→ **Problem requirements**
Each record below must be returned exactly as shown.

→ **Stored data entries**
○ ○ ○

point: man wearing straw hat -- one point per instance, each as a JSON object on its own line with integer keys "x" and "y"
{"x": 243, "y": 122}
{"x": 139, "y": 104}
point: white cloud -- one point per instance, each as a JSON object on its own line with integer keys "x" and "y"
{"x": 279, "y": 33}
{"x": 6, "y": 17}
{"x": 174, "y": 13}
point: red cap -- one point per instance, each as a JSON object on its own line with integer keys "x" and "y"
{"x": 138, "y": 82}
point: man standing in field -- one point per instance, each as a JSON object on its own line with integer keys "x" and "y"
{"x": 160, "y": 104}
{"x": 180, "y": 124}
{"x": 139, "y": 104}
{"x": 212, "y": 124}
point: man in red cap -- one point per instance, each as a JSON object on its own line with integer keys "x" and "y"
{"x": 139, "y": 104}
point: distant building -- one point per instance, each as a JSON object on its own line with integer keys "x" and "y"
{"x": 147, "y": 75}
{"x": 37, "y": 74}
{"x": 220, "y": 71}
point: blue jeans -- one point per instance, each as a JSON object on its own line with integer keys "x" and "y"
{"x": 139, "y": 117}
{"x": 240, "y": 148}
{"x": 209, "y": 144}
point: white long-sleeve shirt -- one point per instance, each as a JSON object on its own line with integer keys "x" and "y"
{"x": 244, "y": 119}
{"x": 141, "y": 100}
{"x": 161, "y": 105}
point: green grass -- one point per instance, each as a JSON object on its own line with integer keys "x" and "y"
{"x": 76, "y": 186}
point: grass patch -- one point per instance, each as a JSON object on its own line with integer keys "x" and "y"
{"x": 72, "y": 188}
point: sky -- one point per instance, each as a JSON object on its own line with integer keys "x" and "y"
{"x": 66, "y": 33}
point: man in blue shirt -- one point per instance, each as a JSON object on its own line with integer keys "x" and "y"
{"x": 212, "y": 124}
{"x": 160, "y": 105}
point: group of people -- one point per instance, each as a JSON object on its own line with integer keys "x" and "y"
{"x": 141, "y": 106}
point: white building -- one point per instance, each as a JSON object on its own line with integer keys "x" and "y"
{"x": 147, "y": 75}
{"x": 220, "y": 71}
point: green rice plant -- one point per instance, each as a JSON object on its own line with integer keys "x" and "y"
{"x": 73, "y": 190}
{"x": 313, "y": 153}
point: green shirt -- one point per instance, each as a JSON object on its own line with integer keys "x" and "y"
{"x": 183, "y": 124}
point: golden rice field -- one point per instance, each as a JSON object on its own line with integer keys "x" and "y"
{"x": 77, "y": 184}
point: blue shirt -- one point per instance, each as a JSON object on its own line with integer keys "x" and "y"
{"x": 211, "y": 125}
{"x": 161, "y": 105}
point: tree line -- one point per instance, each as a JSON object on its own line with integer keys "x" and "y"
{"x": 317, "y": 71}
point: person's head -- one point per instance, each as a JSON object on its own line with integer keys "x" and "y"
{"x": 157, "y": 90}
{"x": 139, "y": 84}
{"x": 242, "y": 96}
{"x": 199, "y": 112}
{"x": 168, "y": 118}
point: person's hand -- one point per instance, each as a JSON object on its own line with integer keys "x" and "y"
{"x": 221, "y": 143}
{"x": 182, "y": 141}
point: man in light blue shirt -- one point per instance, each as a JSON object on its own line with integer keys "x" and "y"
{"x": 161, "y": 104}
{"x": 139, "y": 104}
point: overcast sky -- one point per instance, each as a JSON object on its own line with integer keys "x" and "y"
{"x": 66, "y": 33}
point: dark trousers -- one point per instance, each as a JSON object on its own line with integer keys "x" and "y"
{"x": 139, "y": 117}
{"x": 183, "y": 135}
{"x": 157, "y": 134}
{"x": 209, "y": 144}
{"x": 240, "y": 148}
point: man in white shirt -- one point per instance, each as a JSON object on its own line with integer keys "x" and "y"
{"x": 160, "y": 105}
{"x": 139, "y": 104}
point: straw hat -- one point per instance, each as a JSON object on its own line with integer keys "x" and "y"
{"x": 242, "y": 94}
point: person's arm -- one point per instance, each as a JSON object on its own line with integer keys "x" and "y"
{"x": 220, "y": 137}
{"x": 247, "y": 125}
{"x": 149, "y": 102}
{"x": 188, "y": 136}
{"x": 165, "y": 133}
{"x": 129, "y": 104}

○ ○ ○

→ **Solution to this exercise**
point: man wearing straw hat -- one point per instance, each as a JSON object on its own line with integer keys "x" and "y"
{"x": 243, "y": 122}
{"x": 139, "y": 104}
point: white cloud -- one point per instance, each as a JSON object on its own line with integer keys "x" and "y"
{"x": 279, "y": 33}
{"x": 6, "y": 17}
{"x": 174, "y": 13}
point: red cap -- one point per instance, each as a JSON object on its own line with integer keys "x" and "y"
{"x": 138, "y": 82}
point: man standing in field -- one point per instance, each as a JSON object on its own line with integer keys "x" and "y"
{"x": 160, "y": 104}
{"x": 180, "y": 124}
{"x": 139, "y": 104}
{"x": 212, "y": 124}
point: man in red cap -- one point per instance, each as a JSON object on its own line with integer keys "x" and "y"
{"x": 139, "y": 104}
point: distant building -- one point per instance, each as a JSON object on its own line with integer keys "x" and "y"
{"x": 147, "y": 75}
{"x": 37, "y": 74}
{"x": 220, "y": 71}
point: blue jeans -- one point per instance, each as a JSON object on its own line with integer keys "x" and "y"
{"x": 139, "y": 117}
{"x": 240, "y": 148}
{"x": 209, "y": 144}
point: white long-sleeve shirt -- one point per instance, each as a JSON object on its own line with integer keys "x" and "y"
{"x": 244, "y": 119}
{"x": 141, "y": 100}
{"x": 161, "y": 105}
point: green grass -- one point per instance, each as a JSON object on its own line with integer keys "x" and "y"
{"x": 76, "y": 186}
point: grass patch -- one point per instance, each as a JSON object on its own line with integer keys "x" and "y"
{"x": 72, "y": 188}
point: sky -- one point per instance, each as a JSON object on its own line with integer keys "x" and "y"
{"x": 66, "y": 33}
point: man in blue shirt -- one point per instance, each as a JSON object on its own line with integer keys "x" and "y"
{"x": 212, "y": 124}
{"x": 160, "y": 105}
point: group of people -- one point per instance, each as a JSON object on its own line with integer keys "x" and "y"
{"x": 141, "y": 106}
point: white building -- one point per instance, each as a JSON object on its own line with integer keys "x" and "y"
{"x": 147, "y": 75}
{"x": 220, "y": 71}
point: green rice plant -- one point per instance, each as a JSON object on its own line with integer keys "x" and "y"
{"x": 73, "y": 190}
{"x": 313, "y": 153}
point: green shirt -- one point per instance, each as a JSON object on its own line with integer keys "x" and "y"
{"x": 183, "y": 124}
point: golden rice field -- one point per instance, each as a JSON object on its own line with integer keys "x" and "y"
{"x": 77, "y": 184}
point: blue shirt -- one point per instance, each as a JSON object on its own line with integer keys "x" and "y"
{"x": 211, "y": 125}
{"x": 161, "y": 105}
point: tree line -- one point per instance, each as a JSON object on its own line with integer keys "x" and "y"
{"x": 317, "y": 71}
point: person's head -- one point per instance, each as a JSON object on its own line with integer keys "x" and "y"
{"x": 157, "y": 90}
{"x": 139, "y": 84}
{"x": 242, "y": 96}
{"x": 199, "y": 112}
{"x": 168, "y": 118}
point: person's hand -- one point per instance, each as a JSON object on its own line with integer keys "x" and "y"
{"x": 221, "y": 143}
{"x": 182, "y": 141}
point: man in light blue shirt -- one point per instance, each as a JSON object on its own line with integer keys "x" and "y"
{"x": 161, "y": 104}
{"x": 139, "y": 104}
point: overcast sky -- one point per instance, each as a JSON object on its own line with integer keys "x" and "y"
{"x": 66, "y": 33}
point: dark trousers -- one point per instance, each as a JSON object on its own line with integer keys "x" and "y"
{"x": 139, "y": 117}
{"x": 183, "y": 135}
{"x": 157, "y": 134}
{"x": 209, "y": 144}
{"x": 240, "y": 148}
point: man in white shirt -- one point per instance, each as a JSON object on its own line with integer keys "x" and "y"
{"x": 160, "y": 105}
{"x": 139, "y": 104}
point: straw hat -- one point per instance, each as a JSON object on its own line with integer keys "x" and "y"
{"x": 242, "y": 94}
point: person's arm -- one point per instance, each as a JSON object on its own line with integer keys "x" and "y"
{"x": 220, "y": 137}
{"x": 247, "y": 125}
{"x": 149, "y": 102}
{"x": 188, "y": 136}
{"x": 165, "y": 133}
{"x": 129, "y": 104}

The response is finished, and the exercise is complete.